Text:

The last food rations for more than 8,000 IDPs will run out at the end of September and many are apprehensive about government resettlement plans.
Words & Photos BRENNAN O’CONNOR | FRONTIER
HUNDREDS OF people of all ages had gathered on the river bank, some carrying babies, some brandishing banners, and some punching their fists in the air as they shouted for the Tatmadaw to withdraw from their villages and for “genuine peace”.
It did not matter that there were few outsiders to hear them, apart from a handful of journalists. For the protesters gathered on the bank of Thanlwin (Salween) River in a remote area of Kayin State, all of them ethnic Karen driven from their homes by Tatmadaw offensives, the demonstration was cathartic.
The May 24 demonstration by residents of the river-side Ee Tu Hta internally displaced persons camp was timed to coincide with the opening in Nay Pyi Taw of the second 21st Century Panglong Union Peace Conference. The protest’s objective was to draw attention to looming food ration cuts that will soon affect about 8,000 IDPs at camps in southeastern Myanmar.
The residents of Ee Tu Hta have known for more than a year that the cuts were coming. The Border Consortium, a donor-funded alliance of international non-government organisations that provides aid to victims of conflict on both sides of the border with Thailand, announced in late 2015 that food rations for Ee Tu Hta and other IDP camps would be reduced. The last food rations, enough for two months, were delivered on August 1.
“INGOs have been cutting health and education programs, as well as severely reducing food and shelter rations for the displaced populations,” said a statement by the protest organisers. “The continued occupation by the Myanmar army and expansion of new bases is preventing the safe return of the refugees and IDPs,” it said.
“They [Tatmadaw] say peace but this is not the sign of peace,” said Saw Eh Doe Doh, one of the protest organisers.
The INGOs think “Burma is a peaceful country”, he said, adding that humanitarian aid was being channeled through the Tatmadaw.
The residents of Ee Tu Hta were displaced by Tatmadaw offensives so how can they trust it, Eh Doe Doh said.
“The villagers’ voice needs to be heard and what they want has to be considered; it’s not only what the leaders say.”
Eh Doe Doh said Ee Tu Hta, which was established in Papun District in 2006 and had a population in June of 2,662 IDPs, houses villagers forced from their homes by a series of Tatmadaw offensives in eastern Bago Region in 2005. Many believe the offensives were clearing operations linked to the establishment of Nay Pyi Taw as the new capital, he said.
Mr Duncan McArthur, the Border Consortium’s Myanmar programme director, said the decision to stop providing food rations to some IDP camps was the result of funding shortfalls at a time when needs have increased in other areas.

Given records:
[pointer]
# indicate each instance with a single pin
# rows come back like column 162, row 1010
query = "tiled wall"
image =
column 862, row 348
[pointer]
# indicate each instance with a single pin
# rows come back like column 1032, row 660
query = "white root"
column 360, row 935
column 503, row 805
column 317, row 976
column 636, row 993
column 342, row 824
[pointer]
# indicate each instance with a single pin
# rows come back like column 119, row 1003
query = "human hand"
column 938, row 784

Written tasks:
1. Check each statement against the Ee Tu Hta article and mark it yes or no, quoting the words of the article that decide it. (a) The protest on the river bank took place on May 24. (b) The last food rations were delivered on August 1. (c) The Ee Tu Hta camp was set up in 2005.
2. According to the Ee Tu Hta article, how many displaced people lived in the camp in June?

The answers:
1.
(a) Yes: "The May 24 demonstration by residents of the river-side Ee Tu Hta internally displaced persons camp"
(b) Yes: "The last food rations, enough for two months, were delivered on August 1."
(c) No: "which was established in Papun District in 2006"

2. 2,662 IDPs.